◆ Your goal ◆
Copy out the line containing "Could you please indicate the player running" and each line after it, through the last one in the material, exactly as written.

========

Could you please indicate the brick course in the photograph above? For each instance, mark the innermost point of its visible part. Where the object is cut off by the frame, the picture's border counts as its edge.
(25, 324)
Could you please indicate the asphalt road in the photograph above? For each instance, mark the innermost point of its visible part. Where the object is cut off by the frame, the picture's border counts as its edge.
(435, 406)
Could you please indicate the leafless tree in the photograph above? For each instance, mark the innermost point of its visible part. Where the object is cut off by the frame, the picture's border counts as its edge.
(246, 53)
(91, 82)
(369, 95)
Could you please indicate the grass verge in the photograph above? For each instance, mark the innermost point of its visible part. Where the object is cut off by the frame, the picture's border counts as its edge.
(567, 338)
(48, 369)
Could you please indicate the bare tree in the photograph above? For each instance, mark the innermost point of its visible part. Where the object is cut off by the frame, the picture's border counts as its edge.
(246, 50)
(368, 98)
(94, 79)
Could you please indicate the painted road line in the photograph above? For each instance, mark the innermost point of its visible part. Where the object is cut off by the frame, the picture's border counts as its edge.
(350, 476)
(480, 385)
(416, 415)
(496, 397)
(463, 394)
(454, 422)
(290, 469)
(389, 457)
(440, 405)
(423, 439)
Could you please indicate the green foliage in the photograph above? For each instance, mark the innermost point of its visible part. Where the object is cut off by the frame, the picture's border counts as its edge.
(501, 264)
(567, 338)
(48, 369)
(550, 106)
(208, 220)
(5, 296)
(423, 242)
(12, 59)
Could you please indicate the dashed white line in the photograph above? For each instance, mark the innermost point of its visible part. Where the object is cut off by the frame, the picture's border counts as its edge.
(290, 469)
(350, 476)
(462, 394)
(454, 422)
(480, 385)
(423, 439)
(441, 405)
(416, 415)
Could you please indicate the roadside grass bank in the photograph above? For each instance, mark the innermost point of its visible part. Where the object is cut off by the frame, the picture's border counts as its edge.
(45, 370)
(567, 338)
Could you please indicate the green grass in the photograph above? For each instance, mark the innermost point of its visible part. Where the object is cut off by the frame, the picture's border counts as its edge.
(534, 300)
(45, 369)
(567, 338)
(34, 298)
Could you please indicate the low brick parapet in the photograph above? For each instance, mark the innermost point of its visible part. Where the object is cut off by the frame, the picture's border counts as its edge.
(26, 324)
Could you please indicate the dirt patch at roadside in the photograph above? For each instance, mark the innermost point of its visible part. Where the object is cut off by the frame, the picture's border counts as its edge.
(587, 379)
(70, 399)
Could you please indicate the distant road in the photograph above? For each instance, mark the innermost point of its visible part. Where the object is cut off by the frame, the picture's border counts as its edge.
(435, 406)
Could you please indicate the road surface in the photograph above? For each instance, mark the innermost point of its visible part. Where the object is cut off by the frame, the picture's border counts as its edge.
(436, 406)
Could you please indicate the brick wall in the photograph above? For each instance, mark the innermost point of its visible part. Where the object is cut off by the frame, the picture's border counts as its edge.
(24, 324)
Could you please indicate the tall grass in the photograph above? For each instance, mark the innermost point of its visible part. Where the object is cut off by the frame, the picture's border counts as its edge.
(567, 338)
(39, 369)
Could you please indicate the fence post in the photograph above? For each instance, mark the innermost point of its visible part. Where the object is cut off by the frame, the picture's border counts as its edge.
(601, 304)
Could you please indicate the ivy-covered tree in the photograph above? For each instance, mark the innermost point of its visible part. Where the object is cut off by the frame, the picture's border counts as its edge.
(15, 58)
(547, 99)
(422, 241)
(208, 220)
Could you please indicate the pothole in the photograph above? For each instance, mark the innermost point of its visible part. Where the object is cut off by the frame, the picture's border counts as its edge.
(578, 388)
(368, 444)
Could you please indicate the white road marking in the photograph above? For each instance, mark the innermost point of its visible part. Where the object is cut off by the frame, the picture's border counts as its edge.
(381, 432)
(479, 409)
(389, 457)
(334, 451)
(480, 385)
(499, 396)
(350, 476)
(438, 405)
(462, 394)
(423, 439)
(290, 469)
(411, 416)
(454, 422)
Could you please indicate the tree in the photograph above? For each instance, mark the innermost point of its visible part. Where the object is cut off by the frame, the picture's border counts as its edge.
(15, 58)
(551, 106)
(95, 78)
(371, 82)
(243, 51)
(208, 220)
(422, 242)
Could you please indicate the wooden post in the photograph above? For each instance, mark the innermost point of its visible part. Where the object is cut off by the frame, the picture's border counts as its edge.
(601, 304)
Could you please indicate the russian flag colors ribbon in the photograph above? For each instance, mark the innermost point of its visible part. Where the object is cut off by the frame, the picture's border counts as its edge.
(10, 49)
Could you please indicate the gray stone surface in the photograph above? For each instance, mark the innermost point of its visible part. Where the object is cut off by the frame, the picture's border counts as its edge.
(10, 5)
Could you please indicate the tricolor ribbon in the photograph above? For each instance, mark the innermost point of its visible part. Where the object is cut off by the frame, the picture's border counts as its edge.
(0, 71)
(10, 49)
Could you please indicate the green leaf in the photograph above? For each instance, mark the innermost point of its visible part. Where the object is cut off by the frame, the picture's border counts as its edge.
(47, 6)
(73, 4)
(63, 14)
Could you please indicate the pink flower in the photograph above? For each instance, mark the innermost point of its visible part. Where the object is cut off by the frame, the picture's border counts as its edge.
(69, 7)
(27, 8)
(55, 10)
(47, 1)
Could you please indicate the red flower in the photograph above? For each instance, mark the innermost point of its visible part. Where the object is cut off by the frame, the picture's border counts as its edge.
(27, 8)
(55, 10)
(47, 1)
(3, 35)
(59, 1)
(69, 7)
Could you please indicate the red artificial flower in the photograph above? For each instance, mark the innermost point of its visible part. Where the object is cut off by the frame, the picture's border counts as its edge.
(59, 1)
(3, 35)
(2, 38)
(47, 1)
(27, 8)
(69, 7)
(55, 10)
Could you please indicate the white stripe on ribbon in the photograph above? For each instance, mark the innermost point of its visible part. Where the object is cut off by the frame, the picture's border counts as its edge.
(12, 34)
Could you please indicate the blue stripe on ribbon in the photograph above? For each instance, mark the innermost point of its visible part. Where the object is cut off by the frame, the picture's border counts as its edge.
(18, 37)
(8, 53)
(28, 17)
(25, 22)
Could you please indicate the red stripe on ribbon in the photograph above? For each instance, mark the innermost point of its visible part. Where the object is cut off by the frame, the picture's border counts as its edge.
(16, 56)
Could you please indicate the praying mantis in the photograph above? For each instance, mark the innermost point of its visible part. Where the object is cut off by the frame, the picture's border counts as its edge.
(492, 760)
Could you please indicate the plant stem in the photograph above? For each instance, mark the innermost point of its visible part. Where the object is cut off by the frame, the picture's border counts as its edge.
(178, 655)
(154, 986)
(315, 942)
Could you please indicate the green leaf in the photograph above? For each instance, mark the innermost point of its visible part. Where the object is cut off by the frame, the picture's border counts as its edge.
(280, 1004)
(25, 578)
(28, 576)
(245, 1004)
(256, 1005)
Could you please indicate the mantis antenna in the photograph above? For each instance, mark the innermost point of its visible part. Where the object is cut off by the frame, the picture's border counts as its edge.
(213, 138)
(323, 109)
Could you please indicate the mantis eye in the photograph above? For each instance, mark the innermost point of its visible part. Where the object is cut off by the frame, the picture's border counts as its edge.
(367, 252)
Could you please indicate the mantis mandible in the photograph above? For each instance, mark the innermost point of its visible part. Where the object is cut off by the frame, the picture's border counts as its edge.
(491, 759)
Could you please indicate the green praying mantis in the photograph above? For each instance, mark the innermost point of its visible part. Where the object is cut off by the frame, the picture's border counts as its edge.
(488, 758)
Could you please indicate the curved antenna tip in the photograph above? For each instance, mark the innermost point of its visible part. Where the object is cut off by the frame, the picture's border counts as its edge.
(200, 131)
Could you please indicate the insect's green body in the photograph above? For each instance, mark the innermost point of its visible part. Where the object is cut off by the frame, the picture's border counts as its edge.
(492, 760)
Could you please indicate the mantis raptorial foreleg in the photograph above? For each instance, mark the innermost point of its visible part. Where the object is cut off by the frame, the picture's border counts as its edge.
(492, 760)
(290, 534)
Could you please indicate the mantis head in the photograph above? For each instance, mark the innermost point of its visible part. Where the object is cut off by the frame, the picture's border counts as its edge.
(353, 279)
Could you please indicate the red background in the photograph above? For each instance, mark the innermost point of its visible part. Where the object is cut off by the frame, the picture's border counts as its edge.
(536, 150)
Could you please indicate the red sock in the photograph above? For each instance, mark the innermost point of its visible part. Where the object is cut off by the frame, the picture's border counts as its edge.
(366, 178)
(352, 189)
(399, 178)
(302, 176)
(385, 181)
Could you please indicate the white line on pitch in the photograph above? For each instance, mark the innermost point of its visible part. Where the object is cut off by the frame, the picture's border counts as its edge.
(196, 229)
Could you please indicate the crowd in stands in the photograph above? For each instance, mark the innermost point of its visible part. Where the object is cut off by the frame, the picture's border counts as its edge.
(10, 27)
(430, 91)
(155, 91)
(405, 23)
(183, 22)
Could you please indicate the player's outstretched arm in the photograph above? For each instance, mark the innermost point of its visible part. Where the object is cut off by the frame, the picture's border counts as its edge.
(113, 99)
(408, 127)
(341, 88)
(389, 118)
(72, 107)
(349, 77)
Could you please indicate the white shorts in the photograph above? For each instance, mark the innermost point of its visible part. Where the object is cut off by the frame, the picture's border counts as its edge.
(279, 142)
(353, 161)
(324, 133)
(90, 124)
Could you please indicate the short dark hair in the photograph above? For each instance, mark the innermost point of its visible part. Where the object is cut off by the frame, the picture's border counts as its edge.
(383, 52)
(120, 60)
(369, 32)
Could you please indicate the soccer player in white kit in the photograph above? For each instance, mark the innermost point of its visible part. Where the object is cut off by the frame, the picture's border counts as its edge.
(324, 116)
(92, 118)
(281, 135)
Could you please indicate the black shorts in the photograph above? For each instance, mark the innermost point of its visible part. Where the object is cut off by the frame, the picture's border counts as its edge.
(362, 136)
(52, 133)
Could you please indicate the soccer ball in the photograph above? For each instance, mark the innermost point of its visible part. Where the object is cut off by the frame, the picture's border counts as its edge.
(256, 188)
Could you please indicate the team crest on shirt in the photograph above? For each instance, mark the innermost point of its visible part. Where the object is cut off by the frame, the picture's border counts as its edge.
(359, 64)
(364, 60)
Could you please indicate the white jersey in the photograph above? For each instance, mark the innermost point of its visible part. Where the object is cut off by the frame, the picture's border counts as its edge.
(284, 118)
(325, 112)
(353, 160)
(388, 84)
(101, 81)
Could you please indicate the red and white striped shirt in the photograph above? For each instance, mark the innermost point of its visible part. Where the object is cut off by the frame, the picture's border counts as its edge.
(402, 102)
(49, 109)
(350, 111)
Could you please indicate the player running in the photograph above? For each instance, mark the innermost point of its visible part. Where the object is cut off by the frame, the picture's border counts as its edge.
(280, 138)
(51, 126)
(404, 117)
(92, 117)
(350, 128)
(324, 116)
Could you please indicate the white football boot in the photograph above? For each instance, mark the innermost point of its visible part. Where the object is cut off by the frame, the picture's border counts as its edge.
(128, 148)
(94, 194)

========

◆ Response to this task ◆
Could you please indicate the player running in the photograph above? For each instance, mark the innermost point of its visible part. Where the object is cut off by the frame, the picture's border counts as its edge.
(280, 138)
(51, 126)
(404, 117)
(92, 117)
(350, 128)
(324, 116)
Could you please indicate the white football boot in the photograph above? For each instance, mark the innermost point of its visible part. Where the object is cut off by the frame, the picture's border counts as its edge.
(128, 148)
(94, 194)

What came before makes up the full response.